__Goal of the exercise__
The answer must be the full listing, restated word for word.

__Source information__
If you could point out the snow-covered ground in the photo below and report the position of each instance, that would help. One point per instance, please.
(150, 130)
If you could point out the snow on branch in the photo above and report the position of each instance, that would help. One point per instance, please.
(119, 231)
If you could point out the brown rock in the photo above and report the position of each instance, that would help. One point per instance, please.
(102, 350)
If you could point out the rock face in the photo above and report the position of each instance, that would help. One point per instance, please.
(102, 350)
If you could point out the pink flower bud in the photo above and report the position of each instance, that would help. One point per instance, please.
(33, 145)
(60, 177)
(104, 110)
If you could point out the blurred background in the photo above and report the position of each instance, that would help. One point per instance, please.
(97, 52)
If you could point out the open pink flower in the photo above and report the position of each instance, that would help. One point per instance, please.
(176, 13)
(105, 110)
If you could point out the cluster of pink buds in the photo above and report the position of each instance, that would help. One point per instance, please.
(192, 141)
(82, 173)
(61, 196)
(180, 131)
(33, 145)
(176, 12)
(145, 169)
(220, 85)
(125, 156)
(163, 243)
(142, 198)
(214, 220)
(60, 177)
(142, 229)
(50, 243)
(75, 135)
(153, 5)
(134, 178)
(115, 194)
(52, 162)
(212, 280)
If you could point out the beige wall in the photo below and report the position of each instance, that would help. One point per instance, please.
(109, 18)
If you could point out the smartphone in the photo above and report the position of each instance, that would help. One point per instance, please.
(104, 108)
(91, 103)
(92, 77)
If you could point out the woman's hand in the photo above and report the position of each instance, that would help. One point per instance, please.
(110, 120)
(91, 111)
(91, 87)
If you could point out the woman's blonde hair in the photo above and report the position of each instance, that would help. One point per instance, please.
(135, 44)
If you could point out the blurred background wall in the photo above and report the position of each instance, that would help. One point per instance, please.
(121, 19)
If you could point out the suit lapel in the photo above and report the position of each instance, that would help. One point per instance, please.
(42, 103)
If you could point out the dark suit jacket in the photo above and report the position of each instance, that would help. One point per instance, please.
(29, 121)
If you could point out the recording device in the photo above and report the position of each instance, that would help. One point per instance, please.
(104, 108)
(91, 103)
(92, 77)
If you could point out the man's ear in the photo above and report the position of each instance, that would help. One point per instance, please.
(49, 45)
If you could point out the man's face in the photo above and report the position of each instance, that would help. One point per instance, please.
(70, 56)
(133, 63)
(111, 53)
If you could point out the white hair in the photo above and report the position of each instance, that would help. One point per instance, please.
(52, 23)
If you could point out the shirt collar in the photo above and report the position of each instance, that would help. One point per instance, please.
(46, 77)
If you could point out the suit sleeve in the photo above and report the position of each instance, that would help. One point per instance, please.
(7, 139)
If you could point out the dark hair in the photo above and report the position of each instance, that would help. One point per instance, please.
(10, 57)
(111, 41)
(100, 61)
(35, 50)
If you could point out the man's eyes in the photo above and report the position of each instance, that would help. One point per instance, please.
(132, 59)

__Result of the exercise__
If you could point out the snow-covered ground in the photo below and report the position of each instance, that would help. One point per instance, please.
(150, 130)
If you could point out the snow on branch in the photo above and report the position of each instance, that would help. One point per instance, please.
(119, 231)
If you could point out the brown rock in the photo above and report the position of each instance, that would help. One point per instance, please.
(102, 350)
If you could point out the rock face in the photo above and report the position of each instance, that would help. One point per instance, please.
(102, 350)
If you could point out the pink flower bud in the photo above and report the position of each instance, that would help. One point per instance, please.
(33, 145)
(60, 177)
(104, 110)
If you could point out the blurred background in the photo above and report the position of each instance, that would help. One point per instance, please.
(97, 52)
If you could point out the open pink flower in the photo above and report the position of each instance, that would help. One point per instance, please.
(176, 13)
(105, 110)
If you could point out the cluster of pink buds in the photo above and report the position of each instance, that would help. One point per instance, please.
(192, 141)
(82, 173)
(61, 196)
(180, 131)
(33, 145)
(176, 12)
(145, 169)
(220, 85)
(125, 156)
(163, 243)
(142, 198)
(214, 220)
(60, 177)
(142, 229)
(50, 243)
(75, 135)
(153, 5)
(134, 178)
(115, 194)
(52, 162)
(212, 280)
If you could point out the beige wall in the photo below and report the position of each instance, that would help. One point per instance, please.
(109, 18)
If you could point out the smartphone in the photo above and report the position of each instance, that would help. One point per instance, please.
(104, 108)
(91, 103)
(92, 77)
If you could point out the woman's hand in the photo above and report the position of each instance, that would help. One point per instance, please.
(110, 120)
(91, 111)
(91, 87)
If you could point out the woman's blonde hair in the photo above and report the position of each instance, that would help. One point per instance, please.
(135, 44)
If you could point out the blurred background wall in the photo above and report the position of each instance, that would help. One point per instance, please.
(121, 19)
If you could point out the suit lapel in the photo above and report the position of each instance, that would help. One point per instance, please.
(42, 103)
If you could point out the dark suit jacket in the photo above and report the position of each instance, that would help. One point per instance, please.
(29, 121)
If you could point out the recording device in the photo above and report the position of each instance, that would help. One point per instance, please.
(104, 108)
(91, 103)
(92, 77)
If you could point out the man's ear in the photo above and report the position of each instance, that would help. One point per instance, please.
(49, 45)
If you could point out the man's face in the photo above and report the position of each instance, that would help. One point per instance, please.
(70, 56)
(133, 63)
(111, 53)
If you could point out the white hair in the photo above and report the position of each instance, that would help. One point per instance, please.
(52, 23)
If you could point out the shirt collar in the photo above and report the position of each instance, that would help. One point per instance, please.
(46, 77)
If you could point out the suit sleeve in the photo above and report the position of each instance, that would help. One point per instance, please.
(7, 139)
If you could point out the dark hair in the photo above and report the position of each instance, that would help. One point per instance, please.
(10, 57)
(111, 41)
(100, 61)
(35, 50)
If you could point out the man's eyes in the photo above and report the position of each instance, that would help. One point per instance, please.
(132, 59)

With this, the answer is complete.